TRABAJO POR REALIZAR: Transcribe sin ningún cambio cada una de las líneas del listado que aparece a continuación.

ENTRADAS DEL LISTADO:

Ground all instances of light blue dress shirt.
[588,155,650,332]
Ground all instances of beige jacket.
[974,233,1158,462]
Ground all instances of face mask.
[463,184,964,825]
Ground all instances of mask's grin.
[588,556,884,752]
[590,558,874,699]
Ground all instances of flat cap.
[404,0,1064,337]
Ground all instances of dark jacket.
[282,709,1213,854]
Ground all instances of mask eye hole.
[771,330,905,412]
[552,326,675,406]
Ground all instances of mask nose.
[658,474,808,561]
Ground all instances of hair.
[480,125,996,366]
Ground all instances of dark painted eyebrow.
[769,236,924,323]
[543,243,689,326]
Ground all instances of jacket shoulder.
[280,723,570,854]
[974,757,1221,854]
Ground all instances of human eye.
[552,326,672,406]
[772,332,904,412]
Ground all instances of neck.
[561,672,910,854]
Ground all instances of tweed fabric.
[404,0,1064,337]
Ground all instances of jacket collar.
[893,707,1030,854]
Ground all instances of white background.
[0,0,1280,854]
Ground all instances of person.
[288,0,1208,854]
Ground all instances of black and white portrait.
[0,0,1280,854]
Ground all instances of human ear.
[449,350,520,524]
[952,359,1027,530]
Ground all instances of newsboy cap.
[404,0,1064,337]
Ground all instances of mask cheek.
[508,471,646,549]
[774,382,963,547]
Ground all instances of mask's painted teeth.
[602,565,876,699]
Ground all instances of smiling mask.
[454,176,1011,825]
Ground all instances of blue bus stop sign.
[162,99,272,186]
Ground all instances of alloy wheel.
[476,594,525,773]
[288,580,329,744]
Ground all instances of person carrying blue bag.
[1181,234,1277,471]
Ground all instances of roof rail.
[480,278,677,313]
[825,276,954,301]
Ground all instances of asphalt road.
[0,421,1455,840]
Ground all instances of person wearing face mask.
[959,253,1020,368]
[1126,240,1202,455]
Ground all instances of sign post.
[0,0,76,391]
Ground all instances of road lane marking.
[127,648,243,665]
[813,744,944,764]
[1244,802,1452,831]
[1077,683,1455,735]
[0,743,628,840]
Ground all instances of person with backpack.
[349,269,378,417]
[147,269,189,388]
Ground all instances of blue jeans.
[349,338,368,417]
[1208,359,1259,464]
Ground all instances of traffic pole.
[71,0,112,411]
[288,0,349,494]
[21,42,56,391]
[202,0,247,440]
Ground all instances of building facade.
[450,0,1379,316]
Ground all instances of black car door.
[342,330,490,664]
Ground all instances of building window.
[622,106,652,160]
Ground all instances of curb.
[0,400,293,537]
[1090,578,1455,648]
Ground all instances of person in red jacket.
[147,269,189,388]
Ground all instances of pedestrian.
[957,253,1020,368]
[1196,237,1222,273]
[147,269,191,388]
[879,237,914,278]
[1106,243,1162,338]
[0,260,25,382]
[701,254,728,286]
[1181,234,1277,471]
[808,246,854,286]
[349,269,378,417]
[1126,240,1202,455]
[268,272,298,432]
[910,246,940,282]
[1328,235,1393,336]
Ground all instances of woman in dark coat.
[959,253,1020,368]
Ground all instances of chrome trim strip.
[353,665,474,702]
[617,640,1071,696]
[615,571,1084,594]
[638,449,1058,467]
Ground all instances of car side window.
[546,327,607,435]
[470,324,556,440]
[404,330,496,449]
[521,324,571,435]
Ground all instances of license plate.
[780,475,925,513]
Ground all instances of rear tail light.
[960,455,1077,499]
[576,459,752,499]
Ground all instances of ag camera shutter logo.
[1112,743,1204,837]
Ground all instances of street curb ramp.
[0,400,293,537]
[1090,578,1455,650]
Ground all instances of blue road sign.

RESPUESTA DEL EJERCICIO:
Ground all instances of light blue dress shirt.
[588,155,650,332]
Ground all instances of beige jacket.
[974,233,1158,462]
Ground all instances of face mask.
[463,184,964,825]
Ground all instances of mask's grin.
[588,556,884,752]
[590,558,874,699]
Ground all instances of flat cap.
[404,0,1064,337]
Ground all instances of dark jacket.
[282,709,1213,854]
Ground all instances of mask eye hole.
[771,330,905,412]
[552,326,675,406]
Ground all instances of mask nose.
[658,474,808,561]
Ground all instances of hair.
[480,125,996,366]
Ground all instances of dark painted eyebrow.
[769,236,924,323]
[543,243,689,326]
Ground all instances of jacket shoulder.
[280,723,570,854]
[974,757,1221,854]
Ground all instances of human eye.
[552,326,672,406]
[772,332,904,412]
Ground all instances of neck.
[561,672,910,854]
Ground all instances of tweed fabric.
[404,0,1064,337]
Ground all instances of jacket collar.
[893,707,1030,854]
Ground all instances of white background.
[0,0,1280,854]
Ground all instances of person.
[288,0,1208,854]
Ground all instances of black and white portrait.
[0,0,1280,854]
Ground all instances of human ear.
[449,350,520,524]
[952,359,1027,530]
Ground all instances of newsboy cap.
[404,0,1064,337]
Ground all instances of mask cheek.
[508,471,646,549]
[774,382,963,547]
Ground all instances of mask's painted teeth.
[602,565,876,699]
Ground all instances of smiling mask.
[454,176,1011,825]
Ground all instances of blue bus stop sign.
[162,99,272,186]
Ground all instances of alloy wheel.
[476,594,525,773]
[288,580,329,744]
Ground all instances of person carrying blue bag.
[1181,234,1277,471]
Ground all instances of roof rail.
[480,278,677,313]
[825,276,954,301]
Ground all instances of asphalt road.
[0,421,1455,840]
Ground all instances of person wearing face mask.
[959,253,1020,368]
[1126,240,1202,455]
Ground all instances of sign post.
[0,0,76,391]
Ground all instances of road lane marking.
[127,648,243,665]
[813,744,944,764]
[1244,802,1452,831]
[1077,683,1455,735]
[0,743,628,840]
Ground all instances of person with backpack.
[349,269,378,417]
[147,269,189,388]
Ground all instances of blue jeans.
[349,338,368,417]
[1208,359,1259,464]
Ground all instances of traffic pole.
[71,0,112,411]
[288,0,349,494]
[21,42,56,391]
[202,0,247,440]
Ground all instances of building facade.
[450,0,1379,316]
Ground all instances of black car door.
[342,330,490,664]
Ground all instances of building window.
[622,106,652,160]
Ground all instances of curb.
[0,400,293,537]
[1090,578,1455,648]
Ground all instances of person in red jacket.
[147,269,189,388]
Ground all instances of pedestrian.
[957,253,1020,368]
[1196,237,1222,273]
[147,269,191,388]
[879,237,914,278]
[1106,243,1162,338]
[0,260,25,382]
[701,254,728,286]
[1181,234,1277,471]
[808,246,854,286]
[349,269,378,417]
[1126,240,1202,455]
[268,272,298,432]
[910,246,940,282]
[1328,235,1393,336]
Ground all instances of woman in dark coat.
[959,253,1020,368]
Ground all instances of chrome trim strip.
[353,665,474,702]
[617,640,1071,696]
[615,571,1084,594]
[638,449,1058,467]
Ground all instances of car side window.
[546,327,607,435]
[470,324,556,440]
[404,330,496,449]
[521,324,571,435]
Ground all instances of license plate.
[780,475,925,513]
Ground all instances of rear tail light.
[960,455,1077,499]
[576,459,752,499]
Ground all instances of ag camera shutter logo.
[1112,743,1204,837]
Ground all instances of street curb ramp.
[0,400,293,537]
[1090,578,1455,650]
Ground all instances of blue road sign.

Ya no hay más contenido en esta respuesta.